• [Text to read]
· · · ·

"RBG" will be re-broadcast on CNN Sunday, September 9th at 8 and 10:00 PM
George Clooney and Justice Ruth Bader Ginsburg: A Study in Contrasts
On Labor Day I watched the AFI tribute to Clooney which was broadcast that night on Turner Classic Movies:
https://www.afi.com/laa/laa18.aspx
Right afterwards I watched CNN’s broadcast of the documentary “RBG”:
https://www.cnn.com/shows/rbg-ruth-bader-ginsburg-film
The two programs provided a fascinating study in socio-political contrasts.
Clooney is a very affable and engaging celebrity whose reputation as a serious artist is highly overinflated. As an actor he remains well beneath Golden Age Hollywood icons like Cary Grant and Humphrey Bogart.
His role as a very showy public activist is just a cut above Limousine Liberal, marking him as part of the current crop of the insufferable Hollywood power-player mafia.
Reviewing his career, I found one true masterpiece, “Good Night, and Good Luck”:
https://en.wikipedia.org/wiki/Good_Night,_and_Good_Luck
Like his closest Hollywood model Robert Redford – another actor with pretensions of nobility and matinee idol looks who has less talent than he thinks – Clooney did a better job behind the camera than in front of it.
Of course, we will recall Redford’s one true masterpiece “Quiz Show”; the story of a flawed and confused son of a very accomplished man who struggles mightily to define his own identity:
https://en.wikipedia.org/wiki/Quiz_Show_(film)
Just as Redford produced a movie about what he understood best, the WASP experience and its pressures, so too did the political activist Clooney use his directorial power in “Good Night, and Good Luck” to lionize the figure of the great muckraking journalist Edward R. Murrow, a man whose clarity in a time of political crisis in America was exemplary.
Sadly, both Redford and Clooney have proven to be straw men Liberals whose very showy partisan advocacy has been submerged in the Rightward turn in American politics. Both men were and are immensely popular actors whose politics do not reflect the American mass audience that they serve.
So, if nothing else, watching the ill-advised AFI lifetime tribute – Clooney is only 56 years old – we saw what the FOX News wackos call the Hollywood Left Wing Conspiracy; a group of influential fast-lane types who vainly fight the war of ideology and indoctrination as they watch the country elect Trump and go to the dogs.
While Clooney has made a few very good movies – the biting Gulf War indictment “Three Kings,” the Coen Brothers’ eccentric re-telling of Homer’s Odyssey “O Brother, Where Art Thou?”, and Steven Soderbergh’s solid Romantic Crime Drama “Out of Sight” – his career has been spectacularly uneven; his likeability more often than not being unable to compensate for his overreach as an actor with very limited skills.
Clooney represents a lot of what is wrong with Hollywood, his political advocacy ineffective, while his vulgar 1% lifestyle and its ties to the Obamas and Hollywood royalty is stifling in a sociological sense.

· · · ·

• [Data to process]

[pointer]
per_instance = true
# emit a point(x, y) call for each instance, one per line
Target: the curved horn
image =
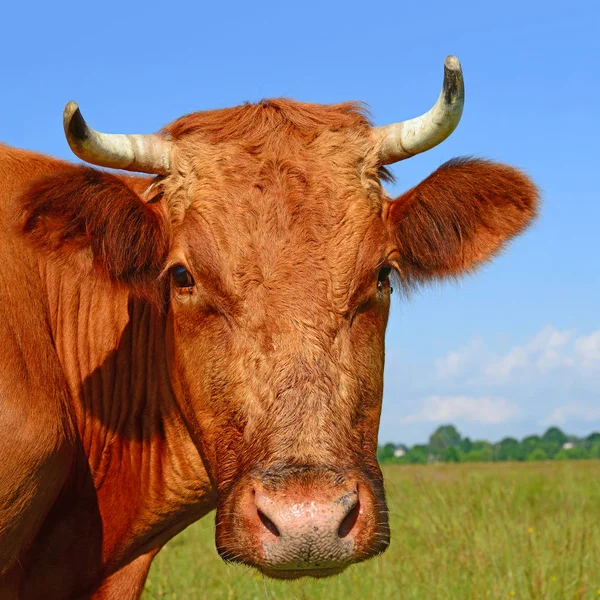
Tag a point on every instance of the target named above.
point(407, 138)
point(140, 153)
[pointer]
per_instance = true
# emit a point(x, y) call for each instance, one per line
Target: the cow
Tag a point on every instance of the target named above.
point(212, 336)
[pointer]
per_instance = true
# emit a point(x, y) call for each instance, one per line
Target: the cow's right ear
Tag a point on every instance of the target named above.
point(458, 218)
point(79, 207)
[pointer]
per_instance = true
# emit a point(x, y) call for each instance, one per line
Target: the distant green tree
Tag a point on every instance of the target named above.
point(466, 445)
point(481, 454)
point(550, 448)
point(445, 436)
point(555, 436)
point(451, 454)
point(593, 438)
point(509, 449)
point(385, 453)
point(577, 453)
point(537, 454)
point(417, 455)
point(530, 443)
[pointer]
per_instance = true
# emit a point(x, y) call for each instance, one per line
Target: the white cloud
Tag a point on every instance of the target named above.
point(588, 349)
point(476, 410)
point(545, 351)
point(550, 349)
point(572, 412)
point(457, 361)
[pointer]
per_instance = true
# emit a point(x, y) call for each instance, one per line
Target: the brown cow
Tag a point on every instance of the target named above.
point(214, 337)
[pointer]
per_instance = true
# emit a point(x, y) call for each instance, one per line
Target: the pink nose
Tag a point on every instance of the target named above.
point(296, 533)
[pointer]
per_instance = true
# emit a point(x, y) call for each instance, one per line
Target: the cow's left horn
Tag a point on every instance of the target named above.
point(140, 153)
point(407, 138)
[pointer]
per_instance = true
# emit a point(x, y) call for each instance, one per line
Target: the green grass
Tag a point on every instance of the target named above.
point(496, 530)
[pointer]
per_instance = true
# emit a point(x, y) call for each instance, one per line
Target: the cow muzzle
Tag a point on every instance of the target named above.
point(302, 525)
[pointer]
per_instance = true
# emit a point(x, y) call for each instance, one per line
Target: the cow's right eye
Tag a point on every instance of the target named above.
point(181, 277)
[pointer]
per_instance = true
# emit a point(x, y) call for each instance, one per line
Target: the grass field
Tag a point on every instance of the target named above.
point(496, 530)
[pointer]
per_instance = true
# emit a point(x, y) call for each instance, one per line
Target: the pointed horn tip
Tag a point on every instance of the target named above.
point(70, 109)
point(452, 63)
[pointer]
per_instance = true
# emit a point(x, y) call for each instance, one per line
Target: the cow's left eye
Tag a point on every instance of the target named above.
point(182, 278)
point(383, 279)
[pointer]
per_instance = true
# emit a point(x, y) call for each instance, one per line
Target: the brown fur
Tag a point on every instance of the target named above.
point(147, 405)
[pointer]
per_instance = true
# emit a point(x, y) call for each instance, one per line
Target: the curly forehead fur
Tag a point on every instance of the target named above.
point(308, 145)
point(279, 187)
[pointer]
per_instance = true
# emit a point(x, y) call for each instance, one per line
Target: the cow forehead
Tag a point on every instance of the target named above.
point(293, 208)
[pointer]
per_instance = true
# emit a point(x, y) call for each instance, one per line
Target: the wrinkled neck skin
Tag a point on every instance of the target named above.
point(148, 477)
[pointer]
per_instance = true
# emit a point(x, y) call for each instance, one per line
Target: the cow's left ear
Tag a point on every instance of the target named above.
point(79, 208)
point(459, 217)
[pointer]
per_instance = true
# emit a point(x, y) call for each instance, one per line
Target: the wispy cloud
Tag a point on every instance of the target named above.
point(548, 350)
point(588, 349)
point(463, 408)
point(572, 412)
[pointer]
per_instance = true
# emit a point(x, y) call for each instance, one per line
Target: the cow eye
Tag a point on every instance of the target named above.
point(383, 279)
point(182, 277)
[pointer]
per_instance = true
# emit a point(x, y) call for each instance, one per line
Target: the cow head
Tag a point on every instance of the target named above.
point(270, 228)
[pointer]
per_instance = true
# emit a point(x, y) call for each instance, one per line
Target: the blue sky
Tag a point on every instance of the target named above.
point(504, 352)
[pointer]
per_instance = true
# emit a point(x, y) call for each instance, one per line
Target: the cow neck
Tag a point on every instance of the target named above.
point(140, 456)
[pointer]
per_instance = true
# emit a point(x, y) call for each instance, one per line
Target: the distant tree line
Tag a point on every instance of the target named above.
point(447, 445)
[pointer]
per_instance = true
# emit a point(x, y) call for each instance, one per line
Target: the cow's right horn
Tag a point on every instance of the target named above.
point(132, 152)
point(407, 138)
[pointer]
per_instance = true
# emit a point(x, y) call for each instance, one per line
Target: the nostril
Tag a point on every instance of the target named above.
point(349, 521)
point(268, 523)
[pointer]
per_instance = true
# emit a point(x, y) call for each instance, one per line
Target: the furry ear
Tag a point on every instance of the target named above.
point(79, 207)
point(459, 217)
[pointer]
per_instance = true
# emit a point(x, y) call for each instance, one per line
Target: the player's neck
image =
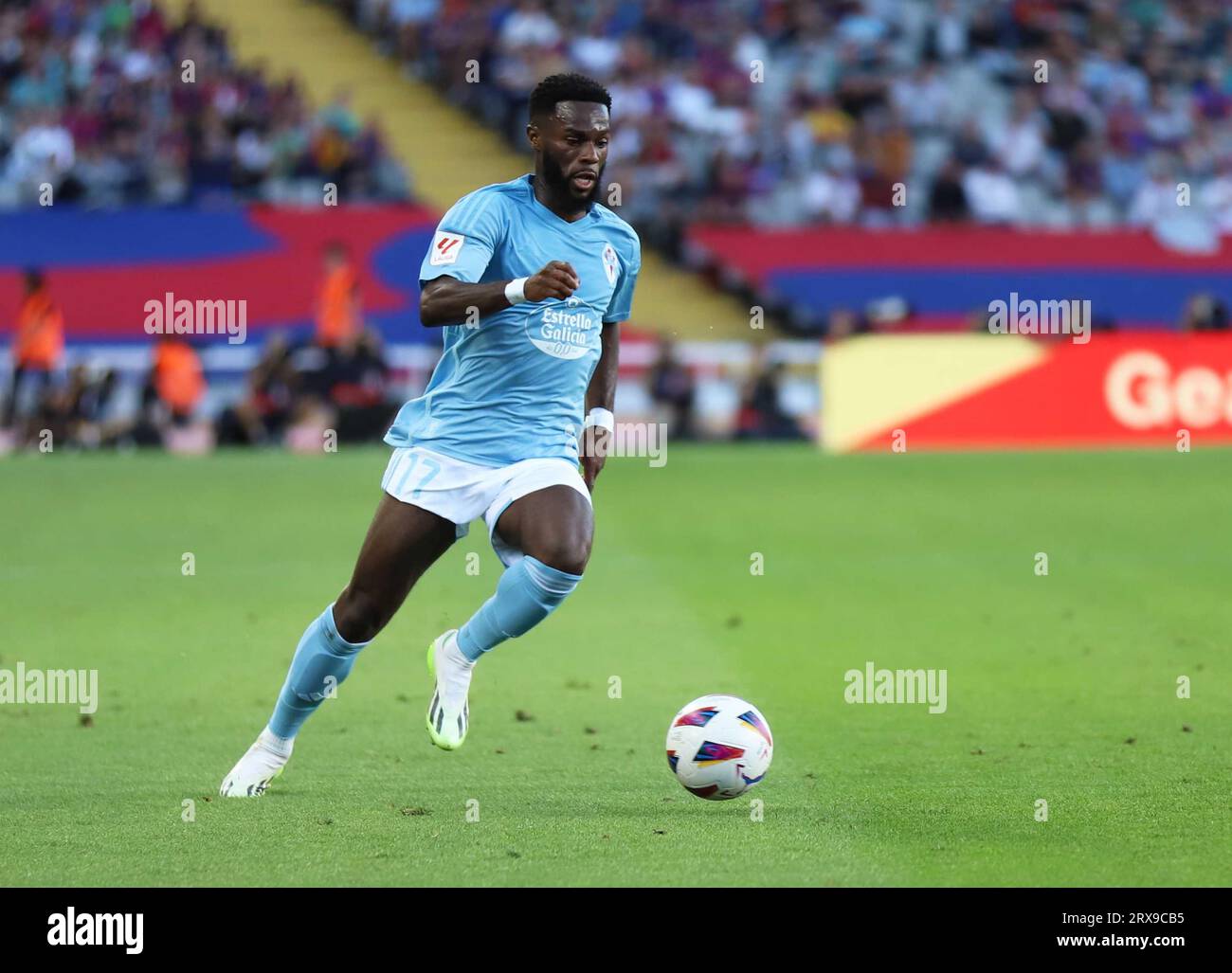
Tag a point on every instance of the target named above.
point(568, 209)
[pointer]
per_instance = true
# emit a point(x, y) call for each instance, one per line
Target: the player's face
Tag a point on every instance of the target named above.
point(574, 146)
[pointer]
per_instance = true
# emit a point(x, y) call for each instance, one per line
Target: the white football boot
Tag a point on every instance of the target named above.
point(448, 713)
point(263, 762)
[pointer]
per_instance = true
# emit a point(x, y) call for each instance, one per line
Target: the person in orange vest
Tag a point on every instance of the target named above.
point(339, 309)
point(176, 377)
point(40, 343)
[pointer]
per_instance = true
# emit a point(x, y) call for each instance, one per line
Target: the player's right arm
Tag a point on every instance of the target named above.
point(469, 233)
point(446, 299)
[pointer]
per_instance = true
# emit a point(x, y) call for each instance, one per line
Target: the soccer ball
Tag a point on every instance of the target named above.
point(718, 747)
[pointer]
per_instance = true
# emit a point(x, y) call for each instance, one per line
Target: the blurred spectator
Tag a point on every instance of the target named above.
point(672, 385)
point(175, 381)
point(760, 415)
point(339, 308)
point(263, 414)
point(940, 95)
point(98, 103)
point(1205, 313)
point(40, 343)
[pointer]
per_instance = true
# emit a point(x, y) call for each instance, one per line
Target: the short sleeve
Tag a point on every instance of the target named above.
point(464, 239)
point(623, 297)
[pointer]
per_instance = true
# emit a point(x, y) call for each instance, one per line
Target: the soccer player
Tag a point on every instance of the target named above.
point(530, 279)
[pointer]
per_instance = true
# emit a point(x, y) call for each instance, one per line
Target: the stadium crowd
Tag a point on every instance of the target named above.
point(1051, 114)
point(112, 102)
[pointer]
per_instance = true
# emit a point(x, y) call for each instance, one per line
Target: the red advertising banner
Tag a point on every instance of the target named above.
point(1010, 392)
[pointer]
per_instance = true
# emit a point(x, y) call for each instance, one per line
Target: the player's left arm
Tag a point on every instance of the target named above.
point(600, 394)
point(602, 390)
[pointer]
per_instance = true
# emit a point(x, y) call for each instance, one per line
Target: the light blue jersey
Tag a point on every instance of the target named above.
point(513, 386)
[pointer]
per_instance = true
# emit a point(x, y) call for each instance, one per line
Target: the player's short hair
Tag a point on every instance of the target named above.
point(571, 86)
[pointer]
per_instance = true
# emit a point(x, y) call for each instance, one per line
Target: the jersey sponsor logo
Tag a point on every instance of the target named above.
point(446, 247)
point(611, 263)
point(566, 329)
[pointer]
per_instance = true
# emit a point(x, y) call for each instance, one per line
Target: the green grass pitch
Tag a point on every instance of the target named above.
point(1060, 688)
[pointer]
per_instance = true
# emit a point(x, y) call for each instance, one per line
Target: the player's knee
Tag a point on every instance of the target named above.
point(567, 553)
point(360, 615)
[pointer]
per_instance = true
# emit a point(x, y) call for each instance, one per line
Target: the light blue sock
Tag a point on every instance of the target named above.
point(323, 659)
point(526, 594)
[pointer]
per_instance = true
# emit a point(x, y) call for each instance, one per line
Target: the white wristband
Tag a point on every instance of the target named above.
point(602, 418)
point(516, 291)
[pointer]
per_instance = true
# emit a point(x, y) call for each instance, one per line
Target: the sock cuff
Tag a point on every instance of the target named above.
point(550, 579)
point(335, 640)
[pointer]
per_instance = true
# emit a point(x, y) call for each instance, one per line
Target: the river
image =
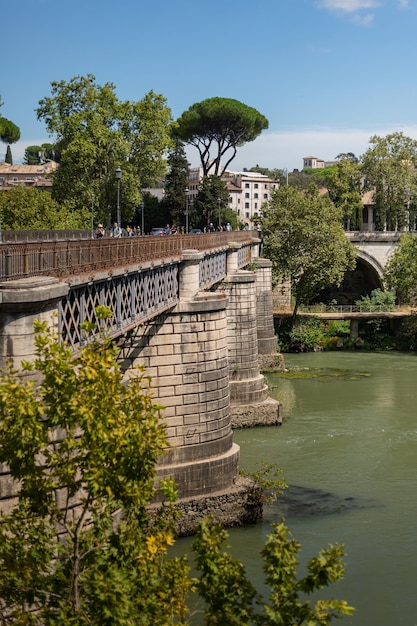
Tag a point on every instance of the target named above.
point(348, 451)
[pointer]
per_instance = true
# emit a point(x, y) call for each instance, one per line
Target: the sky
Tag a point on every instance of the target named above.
point(327, 74)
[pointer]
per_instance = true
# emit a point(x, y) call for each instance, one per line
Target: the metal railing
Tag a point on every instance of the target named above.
point(14, 236)
point(81, 256)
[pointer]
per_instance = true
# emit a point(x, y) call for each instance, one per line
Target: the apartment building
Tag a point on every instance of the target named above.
point(248, 191)
point(27, 175)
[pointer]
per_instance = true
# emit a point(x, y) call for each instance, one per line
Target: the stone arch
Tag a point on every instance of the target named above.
point(361, 281)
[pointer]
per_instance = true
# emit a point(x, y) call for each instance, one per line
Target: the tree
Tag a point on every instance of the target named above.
point(211, 200)
point(83, 436)
point(175, 197)
point(9, 133)
point(8, 157)
point(96, 133)
point(31, 208)
point(389, 167)
point(401, 270)
point(305, 240)
point(345, 191)
point(222, 124)
point(38, 154)
point(231, 599)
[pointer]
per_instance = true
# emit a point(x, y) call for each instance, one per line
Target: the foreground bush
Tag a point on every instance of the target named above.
point(77, 548)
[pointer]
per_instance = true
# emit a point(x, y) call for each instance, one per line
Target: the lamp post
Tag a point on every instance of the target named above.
point(186, 210)
point(92, 216)
point(118, 177)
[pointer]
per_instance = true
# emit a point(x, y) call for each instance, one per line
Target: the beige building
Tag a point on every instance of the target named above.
point(27, 175)
point(248, 191)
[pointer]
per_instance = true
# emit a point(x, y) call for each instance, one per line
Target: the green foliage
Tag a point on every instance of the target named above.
point(268, 479)
point(96, 133)
point(306, 336)
point(378, 300)
point(83, 438)
point(389, 167)
point(9, 132)
point(36, 154)
point(222, 123)
point(9, 156)
point(231, 600)
point(305, 241)
point(31, 208)
point(175, 198)
point(345, 190)
point(401, 270)
point(408, 336)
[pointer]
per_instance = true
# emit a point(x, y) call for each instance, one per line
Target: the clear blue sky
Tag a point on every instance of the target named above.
point(328, 74)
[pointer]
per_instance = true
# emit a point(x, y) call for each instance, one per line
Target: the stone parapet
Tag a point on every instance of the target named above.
point(267, 341)
point(21, 303)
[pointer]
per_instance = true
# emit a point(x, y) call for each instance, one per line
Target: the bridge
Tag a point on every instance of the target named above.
point(194, 310)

· · · ·

• [Stated exercise A] Copy out the rows from the start of the rows through the line that contains "point(457, 361)", requests included, and shift every point coordinate in the answers by -70. Leave out the pictures.
• [Stated exercise B] Extend the piece contrasting George Clooney and Ruth Bader Ginsburg, picking up after its last sentence.

• [Final result A]
[pointer]
per_instance = true
# emit a point(x, y) call for each instance, one per line
Target: the curved horn
image =
Tag a point on every instance of the target named above.
point(337, 68)
point(70, 83)
[pointer]
per_instance = true
# emit a point(x, y) call for each instance, one per line
Target: the cow
Tag a point on every instance of the target named above.
point(142, 266)
[pointer]
per_instance = true
# emit a point(x, y) call for each instance, one per line
Target: the cow's right ear
Tag a point on every instance of the target named above.
point(388, 148)
point(9, 137)
[pointer]
per_instance = true
# emit a point(x, y) call for each instance, one per line
Target: the distant green tree
Tag a point on every instance of the target named above.
point(396, 375)
point(411, 384)
point(480, 378)
point(375, 366)
point(485, 366)
point(381, 384)
point(523, 368)
point(439, 379)
point(315, 383)
point(507, 383)
point(467, 384)
point(347, 385)
point(460, 373)
[pointer]
per_instance = true
# emit a point(x, y) call for each instance, one per line
Target: the white cloud
Tag a point on every instance of the target named above.
point(518, 279)
point(406, 340)
point(475, 281)
point(480, 279)
point(502, 342)
point(387, 291)

• [Final result B]
No matter what he thinks, he will always be more TMZ than Tom Joad.
He is an appropriate bookend to that other empty suit, Brad Pitt.
On the other hand, the documentary “RBG” provides us with a view – albeit a sometimes very superficial and glossy view – of a very important American jurist who should be known as something more than a celebrity t-shirt icon.
The documentary touches on important cases that Justice Ginsburg argued before the Supreme Court when she was a lawyer working in the Women’s Rights movement in the 1970s.
It vigorously makes the argument that she was as important for Feminism as Thurgood Marshall was for Civil Rights.
Sadly, the movie is too much slanted to the stultifying “Notorious R.B.G.” cult, and too little a serious examination of the intellectual history and social context of its protagonist. There is too much novelty and ephemera and too little serious discourse on the doggedly wonky RBG legal process.
Much wasted time is devoted to her surprising friendship with Right Wing nut-job Antonin Scalia and their mutual love of the Opera, but not much time is devoted to the current dynamic of the Court as it applies to the vile Clarence Thomas, who has been joined by John Roberts, Samuel Alito, and Neil Gorsuch to effectively move the Court to the extreme Right as RBG is more and more left to writing dissents instead of majority opinions.
We crucially do not hear anything about her female colleagues on the Court, from Sandra Day O’Connor to Sonia Sotomayor and Elena Kagan. It would have been extremely useful to better understand that important dynamic and how it functions.
Though the documentary touches on the current Court’s lack of bipartisanship and increasing divisiveness, it spends altogether too much time on presenting what has become the “Notorious R.B.G.” cult and its annoyingly cloying obsequiousness.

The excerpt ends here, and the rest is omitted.